Render every line of the records below as a numbered list, omitting any blank lines.

## start

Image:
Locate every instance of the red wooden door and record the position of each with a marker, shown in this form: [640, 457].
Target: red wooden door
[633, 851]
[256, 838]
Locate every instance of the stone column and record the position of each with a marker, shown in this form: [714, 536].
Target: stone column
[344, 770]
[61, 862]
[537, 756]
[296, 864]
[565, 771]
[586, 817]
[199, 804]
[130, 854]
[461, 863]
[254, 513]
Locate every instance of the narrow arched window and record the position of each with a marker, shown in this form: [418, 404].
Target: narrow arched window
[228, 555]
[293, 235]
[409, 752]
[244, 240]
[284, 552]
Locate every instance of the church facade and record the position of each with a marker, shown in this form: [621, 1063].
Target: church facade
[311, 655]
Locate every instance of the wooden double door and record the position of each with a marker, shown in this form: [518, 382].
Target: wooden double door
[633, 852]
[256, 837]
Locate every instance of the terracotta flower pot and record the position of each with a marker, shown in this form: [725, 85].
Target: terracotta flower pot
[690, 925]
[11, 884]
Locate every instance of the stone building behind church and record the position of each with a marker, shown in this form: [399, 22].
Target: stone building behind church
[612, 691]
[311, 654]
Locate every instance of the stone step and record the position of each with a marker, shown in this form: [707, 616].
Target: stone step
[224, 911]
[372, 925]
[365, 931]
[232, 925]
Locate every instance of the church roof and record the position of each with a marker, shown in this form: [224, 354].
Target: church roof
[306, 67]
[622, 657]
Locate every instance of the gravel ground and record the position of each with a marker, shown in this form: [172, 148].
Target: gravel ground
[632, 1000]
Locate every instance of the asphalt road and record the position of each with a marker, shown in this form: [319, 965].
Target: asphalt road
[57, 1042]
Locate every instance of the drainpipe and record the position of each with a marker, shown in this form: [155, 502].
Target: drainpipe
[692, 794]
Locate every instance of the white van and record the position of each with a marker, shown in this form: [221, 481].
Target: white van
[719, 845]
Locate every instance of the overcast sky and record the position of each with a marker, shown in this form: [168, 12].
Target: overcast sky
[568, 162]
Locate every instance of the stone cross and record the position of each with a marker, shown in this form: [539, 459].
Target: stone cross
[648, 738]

## end

▸ **Final result**:
1. Image:
2. Locate every instance of the red wooden door and record the position of each with a marker, shown in this form: [640, 457].
3. Target: red wooden door
4. [633, 851]
5. [256, 838]
6. Locate every instance of the stone column and record the position of each with a marker, shown in this form: [714, 536].
7. Target: stone column
8. [344, 770]
9. [61, 862]
10. [537, 756]
11. [296, 864]
12. [565, 771]
13. [586, 817]
14. [199, 804]
15. [130, 854]
16. [461, 863]
17. [254, 513]
18. Locate every instance of the narrow arched window and record the position of each with a marker, shown in this form: [418, 404].
19. Target: narrow arched window
20. [228, 555]
21. [293, 235]
22. [409, 752]
23. [244, 240]
24. [284, 552]
25. Locate every instance of the church facade and record the position of each with a marker, shown in this form: [621, 1063].
26. Target: church facade
27. [311, 655]
28. Locate every instance of the wooden double door and record the position of each with a marker, shown in this form: [518, 382].
29. Target: wooden double door
30. [633, 852]
31. [256, 837]
32. Locate every instance of the terracotta flower pot and record the position of each with a marker, shown in this form: [725, 85].
33. Target: terracotta flower pot
34. [690, 925]
35. [11, 884]
36. Locate every instance of the stone building behind church and record the position of each with a marker, shown in this form: [399, 22].
37. Target: stone building behind church
38. [612, 691]
39. [311, 654]
40. Locate every instance of the stone step and record the position of each with a marker, shown in this form: [707, 616].
41. Target: stone step
42. [224, 911]
43. [372, 925]
44. [365, 931]
45. [232, 925]
46. Locate every instance of the church roof and record the position of each with a marker, shown in this form: [224, 354].
47. Target: church roof
48. [306, 67]
49. [622, 657]
50. Locate every instance of the gravel ground and record the position of each with a marker, shown in this form: [172, 148].
51. Target: gravel ground
52. [632, 1000]
53. Locate every instance of the asphalt road and record the position of each with a marker, shown in this form: [319, 965].
54. Target: asphalt road
55. [57, 1042]
56. Locate every instance of the drainpipe and record the position of each with a marker, shown in this form: [155, 502].
57. Target: drainpipe
58. [692, 794]
59. Locate every instance of the white van and record the position of each with a marker, shown in this form: [221, 481].
60. Target: white van
61. [719, 845]
62. Locate every instance of the overcast sky and record the position of each with a marker, shown in this form: [168, 12].
63. Target: overcast sky
64. [568, 162]
65. Locate every instance of the stone cross and record the position of each with a marker, shown in this form: [539, 459].
66. Target: stone cross
67. [648, 738]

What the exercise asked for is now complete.